TASK DIRECTIONS: In the listing below, replace "single marker apiece" with "single point each" wherever it occurs and leave every other line unchanged. Reproduce the full listing without the pictures.

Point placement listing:
####
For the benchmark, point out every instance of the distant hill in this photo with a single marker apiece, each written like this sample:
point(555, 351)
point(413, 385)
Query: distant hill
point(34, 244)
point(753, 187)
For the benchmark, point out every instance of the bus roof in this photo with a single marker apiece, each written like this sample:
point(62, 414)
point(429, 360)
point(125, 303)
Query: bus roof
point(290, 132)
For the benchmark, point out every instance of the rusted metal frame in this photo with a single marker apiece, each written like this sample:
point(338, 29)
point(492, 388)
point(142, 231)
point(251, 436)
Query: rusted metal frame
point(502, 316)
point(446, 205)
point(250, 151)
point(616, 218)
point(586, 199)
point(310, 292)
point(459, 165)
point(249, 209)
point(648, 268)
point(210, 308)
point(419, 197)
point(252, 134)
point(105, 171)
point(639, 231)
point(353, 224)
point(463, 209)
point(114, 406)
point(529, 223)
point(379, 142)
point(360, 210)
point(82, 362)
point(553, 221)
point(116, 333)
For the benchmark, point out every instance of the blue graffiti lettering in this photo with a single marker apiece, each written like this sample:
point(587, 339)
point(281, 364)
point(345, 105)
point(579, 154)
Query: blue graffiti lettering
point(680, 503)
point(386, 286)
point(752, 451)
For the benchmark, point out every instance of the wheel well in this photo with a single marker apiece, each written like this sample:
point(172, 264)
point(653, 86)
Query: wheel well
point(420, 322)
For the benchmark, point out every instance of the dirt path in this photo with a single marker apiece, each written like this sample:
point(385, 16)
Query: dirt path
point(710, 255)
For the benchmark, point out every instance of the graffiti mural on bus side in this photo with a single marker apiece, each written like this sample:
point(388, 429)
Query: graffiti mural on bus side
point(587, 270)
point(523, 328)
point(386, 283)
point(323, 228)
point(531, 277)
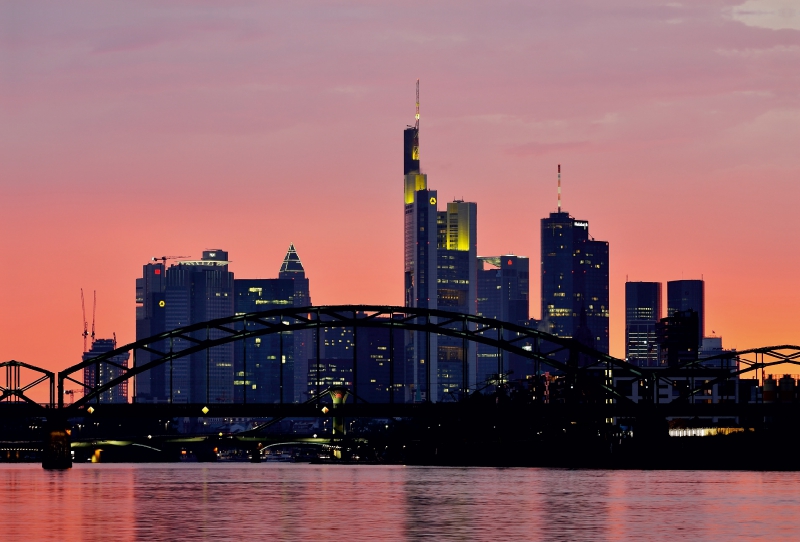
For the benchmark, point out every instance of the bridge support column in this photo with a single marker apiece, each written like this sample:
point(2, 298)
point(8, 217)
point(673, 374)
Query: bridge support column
point(339, 396)
point(56, 451)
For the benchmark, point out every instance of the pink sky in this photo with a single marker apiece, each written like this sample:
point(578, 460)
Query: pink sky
point(149, 128)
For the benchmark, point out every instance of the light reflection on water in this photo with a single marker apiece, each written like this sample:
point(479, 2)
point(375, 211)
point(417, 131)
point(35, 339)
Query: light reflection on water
point(331, 502)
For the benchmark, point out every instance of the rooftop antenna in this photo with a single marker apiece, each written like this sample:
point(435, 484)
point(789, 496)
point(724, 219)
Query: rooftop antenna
point(415, 144)
point(416, 124)
point(94, 311)
point(559, 188)
point(85, 325)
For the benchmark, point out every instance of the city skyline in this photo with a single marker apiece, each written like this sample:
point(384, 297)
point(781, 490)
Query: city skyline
point(678, 192)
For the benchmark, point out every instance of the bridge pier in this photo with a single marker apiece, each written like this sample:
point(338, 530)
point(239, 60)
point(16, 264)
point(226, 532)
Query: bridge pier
point(56, 450)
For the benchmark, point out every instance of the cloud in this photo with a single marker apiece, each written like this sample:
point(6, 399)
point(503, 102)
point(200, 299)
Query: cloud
point(772, 14)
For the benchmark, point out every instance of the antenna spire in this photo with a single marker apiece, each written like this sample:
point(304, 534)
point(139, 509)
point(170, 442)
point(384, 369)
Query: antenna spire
point(416, 124)
point(559, 188)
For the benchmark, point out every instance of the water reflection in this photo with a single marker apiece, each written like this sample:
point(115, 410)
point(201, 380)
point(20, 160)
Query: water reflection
point(301, 502)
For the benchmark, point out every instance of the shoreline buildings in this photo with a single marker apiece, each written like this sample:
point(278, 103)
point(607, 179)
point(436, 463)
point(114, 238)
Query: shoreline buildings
point(440, 272)
point(575, 297)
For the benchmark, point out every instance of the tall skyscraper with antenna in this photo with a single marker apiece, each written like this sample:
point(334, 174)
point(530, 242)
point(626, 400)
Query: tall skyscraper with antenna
point(575, 298)
point(420, 240)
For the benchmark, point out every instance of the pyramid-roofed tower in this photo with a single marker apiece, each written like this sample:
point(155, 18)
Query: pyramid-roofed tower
point(291, 263)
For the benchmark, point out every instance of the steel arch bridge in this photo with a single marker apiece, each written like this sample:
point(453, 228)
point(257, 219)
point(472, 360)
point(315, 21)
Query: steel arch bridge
point(547, 351)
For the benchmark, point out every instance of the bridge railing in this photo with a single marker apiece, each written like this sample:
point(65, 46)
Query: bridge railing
point(413, 369)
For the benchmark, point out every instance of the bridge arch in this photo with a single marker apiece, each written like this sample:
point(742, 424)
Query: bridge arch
point(545, 350)
point(15, 389)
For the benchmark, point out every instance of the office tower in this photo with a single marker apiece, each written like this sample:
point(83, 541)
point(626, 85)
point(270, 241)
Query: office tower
point(574, 279)
point(380, 350)
point(105, 372)
point(684, 295)
point(642, 313)
point(152, 385)
point(264, 366)
point(457, 291)
point(677, 337)
point(197, 291)
point(292, 269)
point(420, 244)
point(503, 294)
point(377, 351)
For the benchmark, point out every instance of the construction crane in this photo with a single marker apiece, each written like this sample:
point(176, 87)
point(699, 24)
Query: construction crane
point(85, 325)
point(163, 259)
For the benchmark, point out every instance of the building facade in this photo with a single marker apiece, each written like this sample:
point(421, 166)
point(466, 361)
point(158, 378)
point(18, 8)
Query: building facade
point(152, 385)
point(642, 313)
point(198, 291)
point(503, 294)
point(420, 263)
point(457, 291)
point(103, 373)
point(264, 366)
point(688, 295)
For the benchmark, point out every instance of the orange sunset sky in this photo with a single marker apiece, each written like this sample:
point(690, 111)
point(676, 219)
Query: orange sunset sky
point(139, 129)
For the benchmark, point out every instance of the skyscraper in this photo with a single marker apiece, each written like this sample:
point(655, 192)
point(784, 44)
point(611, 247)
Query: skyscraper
point(503, 294)
point(685, 295)
point(457, 291)
point(642, 313)
point(292, 269)
point(266, 367)
point(574, 280)
point(420, 262)
point(263, 366)
point(197, 291)
point(102, 373)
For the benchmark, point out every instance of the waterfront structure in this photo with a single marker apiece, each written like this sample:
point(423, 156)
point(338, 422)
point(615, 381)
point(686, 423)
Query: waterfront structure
point(574, 280)
point(105, 372)
point(420, 262)
point(503, 294)
point(684, 295)
point(642, 313)
point(199, 291)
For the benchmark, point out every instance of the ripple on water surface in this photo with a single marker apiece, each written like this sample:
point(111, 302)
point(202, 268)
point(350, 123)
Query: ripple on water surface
point(331, 502)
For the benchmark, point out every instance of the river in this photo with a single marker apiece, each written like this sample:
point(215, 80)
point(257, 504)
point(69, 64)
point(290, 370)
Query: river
point(284, 501)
####
ANSWER TO THIS TASK:
For the benchmark, point out every instance of the distant hill in this photo with a single point each, each written like this sample:
point(555, 351)
point(413, 385)
Query: distant hill
point(34, 244)
point(753, 187)
For the benchmark, point out every instance of the bus roof in this photo with a single point each, each written like this sample:
point(62, 414)
point(429, 360)
point(125, 303)
Query: bus roof
point(290, 132)
For the benchmark, point out every instance of the rusted metal frame in this photo with a single point each, each written like this sample:
point(338, 29)
point(492, 388)
point(142, 231)
point(251, 436)
Query: rusted metal frame
point(502, 316)
point(446, 205)
point(250, 151)
point(616, 218)
point(586, 199)
point(310, 292)
point(459, 165)
point(249, 209)
point(648, 268)
point(210, 308)
point(419, 197)
point(252, 134)
point(105, 171)
point(639, 231)
point(353, 224)
point(463, 209)
point(114, 406)
point(529, 223)
point(379, 142)
point(360, 210)
point(82, 362)
point(553, 221)
point(116, 333)
For the benchmark, point out every instance of the blue graffiti lettering in this photo with a single point each, each written like this sample:
point(587, 339)
point(281, 364)
point(345, 105)
point(579, 154)
Query: blue graffiti lettering
point(680, 503)
point(386, 286)
point(752, 451)
For the benchmark, point out every instance of the wheel well in this photo with a single point each, each written like this sample:
point(172, 264)
point(653, 86)
Query: wheel well
point(420, 322)
For the benchmark, point out every instance of the dirt path in this photo with a single point each, each written like this sample:
point(385, 16)
Query: dirt path
point(710, 255)
For the benchmark, point out every instance of the graffiti mural on bus side in this photo with a single point each, each written like this sample:
point(388, 429)
Query: graffiti mural on bus side
point(587, 270)
point(523, 328)
point(386, 283)
point(323, 228)
point(531, 277)
For the benchmark, point out every instance of the bridge support column in this photo with a single point each, each written like this sample:
point(2, 298)
point(8, 217)
point(673, 374)
Query: bridge support column
point(339, 396)
point(56, 451)
For the benchmark, point out every instance of the pink sky in this photo with a single point each, each written like this sample:
point(578, 460)
Query: pink sky
point(149, 128)
For the benchmark, point out every instance of the light reflection on water in this photo with a single point each, each written like this sample:
point(479, 2)
point(375, 211)
point(417, 131)
point(35, 339)
Query: light reflection on water
point(331, 502)
For the benchmark, point out every instance of the rooftop antenna in this photo with a single point each, each written like this sample:
point(435, 484)
point(789, 496)
point(724, 219)
Query: rooftop antenna
point(415, 144)
point(416, 124)
point(94, 311)
point(559, 188)
point(85, 325)
For the benchmark, point out every instance of the city skyline in this photo with a single point each, each written like this sample:
point(384, 297)
point(781, 490)
Query: city skyline
point(678, 192)
For the benchmark, point out every instance of the bridge pier in this photo with a single point each, each written like this sample:
point(338, 530)
point(239, 60)
point(16, 264)
point(226, 532)
Query: bridge pier
point(56, 450)
For the benchmark, point out every instance of the cloud in this photo with a single point each, each written like this sample:
point(6, 399)
point(503, 102)
point(200, 299)
Query: cloud
point(772, 14)
For the benchmark, point out every instance of the antenna spire in this photo with a single point each, each written like this sample:
point(304, 534)
point(139, 509)
point(170, 442)
point(384, 369)
Query: antenna spire
point(416, 124)
point(559, 188)
For the benchmark, point out every instance of the water reflection in this photo with a single point each, each written like this sample:
point(115, 410)
point(201, 380)
point(20, 160)
Query: water reflection
point(301, 502)
For the benchmark, point out every instance of the shoreline buildings in this photo with a single point each, each written like this sample:
point(278, 103)
point(607, 179)
point(436, 463)
point(114, 238)
Query: shoreline buildings
point(440, 272)
point(575, 297)
For the benchmark, point out every instance of the tall skyscraper with antenna in this photo with a single point each, each written like this sample:
point(334, 174)
point(530, 242)
point(626, 400)
Query: tall skyscraper with antenna
point(575, 298)
point(420, 240)
For the benchmark, point out every instance of the pyramid-roofed tower in this photo with a single point each, each written like this sample:
point(155, 18)
Query: pyramid-roofed tower
point(291, 263)
For the benchmark, point out every instance of the steel arch bridge in this photo with a single point each, each written like this sample:
point(453, 228)
point(257, 219)
point(472, 360)
point(315, 21)
Query: steel arch bridge
point(547, 351)
For the benchmark, point out every instance of the bridge railing in this photo with a single point each, each written like this sample:
point(65, 46)
Query: bridge railing
point(413, 369)
For the benchmark, point out every instance of the bridge arch in this photo with a single point each, each written like this sample:
point(742, 424)
Query: bridge arch
point(545, 350)
point(15, 389)
For the benchmark, point out every instance of the office tower in this photo with a single point each, each written like this sample:
point(83, 541)
point(626, 85)
point(270, 241)
Query: office tower
point(574, 279)
point(380, 350)
point(105, 372)
point(684, 295)
point(642, 313)
point(152, 385)
point(264, 366)
point(457, 291)
point(677, 337)
point(197, 291)
point(292, 269)
point(420, 244)
point(503, 294)
point(377, 351)
For the benchmark, point out every instance of the construction crane in this photo with a single point each, each written like this sample:
point(176, 87)
point(699, 24)
Query: construction crane
point(85, 325)
point(163, 259)
For the benchmark, point out every instance of the building facade in this photo with a single point each, each written like this sample:
point(421, 166)
point(466, 361)
point(158, 378)
point(18, 8)
Query: building facade
point(152, 385)
point(642, 313)
point(198, 291)
point(503, 294)
point(420, 263)
point(457, 291)
point(103, 373)
point(264, 366)
point(688, 295)
For the benchmark, point out every instance of the orange sunset sky in this photo with a single point each, each written like this sample:
point(690, 111)
point(676, 219)
Query: orange sunset sky
point(139, 129)
For the benchmark, point out every instance of the skyscraper in this photo with a single point each, each written like this sample:
point(655, 192)
point(784, 44)
point(611, 247)
Query: skyscraper
point(503, 294)
point(685, 295)
point(457, 291)
point(642, 313)
point(292, 269)
point(266, 367)
point(574, 280)
point(420, 262)
point(263, 366)
point(197, 291)
point(102, 373)
For the benchmark, point out every instance of the waterfront structure in this photo with a single point each, each written like this sample:
point(423, 156)
point(338, 422)
point(615, 381)
point(686, 423)
Query: waterfront structure
point(574, 280)
point(105, 372)
point(420, 262)
point(503, 294)
point(684, 295)
point(642, 313)
point(199, 291)
For the benchmark, point out every instance of the ripple on water surface in this photo with a single point each, each written like this sample:
point(111, 302)
point(202, 268)
point(350, 123)
Query: ripple on water surface
point(331, 502)
For the benchmark, point out every instance of the river in this photo with a single point each, each written like this sample:
point(215, 80)
point(257, 504)
point(69, 64)
point(290, 370)
Query: river
point(284, 501)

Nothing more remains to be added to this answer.